**Task statement:** Rewrite the lines below with each "instance" changed to "occurrence", leaving everything else as it is.

**Supplied data:**
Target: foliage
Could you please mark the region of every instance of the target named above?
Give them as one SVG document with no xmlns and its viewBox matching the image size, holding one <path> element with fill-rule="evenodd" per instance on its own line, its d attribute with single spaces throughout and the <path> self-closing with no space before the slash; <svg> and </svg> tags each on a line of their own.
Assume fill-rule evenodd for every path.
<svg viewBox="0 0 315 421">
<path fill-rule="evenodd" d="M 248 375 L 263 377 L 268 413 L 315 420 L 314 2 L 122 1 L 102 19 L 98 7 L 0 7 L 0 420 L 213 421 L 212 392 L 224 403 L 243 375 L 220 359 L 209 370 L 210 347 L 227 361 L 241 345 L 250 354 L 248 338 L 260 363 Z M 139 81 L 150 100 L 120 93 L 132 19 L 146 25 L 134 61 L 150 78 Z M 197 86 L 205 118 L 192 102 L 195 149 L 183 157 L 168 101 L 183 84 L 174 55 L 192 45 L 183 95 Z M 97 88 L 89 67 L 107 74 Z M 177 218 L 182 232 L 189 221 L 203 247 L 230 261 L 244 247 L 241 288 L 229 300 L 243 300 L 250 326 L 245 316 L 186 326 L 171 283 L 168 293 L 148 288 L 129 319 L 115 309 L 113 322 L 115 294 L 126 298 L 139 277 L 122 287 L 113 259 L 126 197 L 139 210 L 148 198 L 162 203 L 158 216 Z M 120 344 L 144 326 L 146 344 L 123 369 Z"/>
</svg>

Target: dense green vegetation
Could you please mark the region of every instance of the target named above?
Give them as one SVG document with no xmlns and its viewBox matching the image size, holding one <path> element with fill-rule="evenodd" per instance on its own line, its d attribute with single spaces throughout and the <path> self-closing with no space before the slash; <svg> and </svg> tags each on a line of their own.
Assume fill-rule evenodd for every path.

**Finished task:**
Target: foliage
Could you please mark the region of every occurrence of the target named above?
Give them as one SVG document with no xmlns and its viewBox matching the image size, holding one <path> element with fill-rule="evenodd" per occurrence on its own line, its d attribute with single spaces throughout and the <path> self-closing with no space before the slash; <svg> and </svg> tags each on a line of their own.
Assume fill-rule evenodd for every path.
<svg viewBox="0 0 315 421">
<path fill-rule="evenodd" d="M 248 375 L 263 377 L 268 413 L 315 420 L 314 2 L 122 1 L 102 19 L 98 7 L 0 7 L 0 420 L 213 421 L 212 392 L 224 403 L 243 375 L 220 359 L 209 370 L 210 347 L 227 361 L 241 345 L 250 354 L 248 338 L 260 363 Z M 139 81 L 150 100 L 120 93 L 132 19 L 146 25 L 134 61 L 150 78 Z M 197 86 L 205 118 L 192 102 L 195 149 L 183 157 L 168 101 L 183 84 L 174 55 L 192 45 L 183 95 Z M 97 88 L 89 67 L 107 74 Z M 177 218 L 182 232 L 189 221 L 203 247 L 230 261 L 244 247 L 241 288 L 229 300 L 243 300 L 250 326 L 245 316 L 186 326 L 171 283 L 168 293 L 148 288 L 129 319 L 115 309 L 113 322 L 115 294 L 126 298 L 139 277 L 122 287 L 113 259 L 126 197 L 139 210 L 148 198 L 162 203 L 158 216 Z M 120 344 L 144 326 L 146 344 L 123 369 Z"/>
</svg>

Target: dense green vegetation
Could you please mark the region of every occurrence of the target named above?
Give them as one SVG document with no xmlns and its viewBox matching the image size, holding one <path> element with fill-rule="evenodd" per occurrence on its own line, its d attribute with single spaces throughout and the <path> self-closing with no space before the slash; <svg> and </svg> tags each on a line of their own.
Assume fill-rule evenodd for every path.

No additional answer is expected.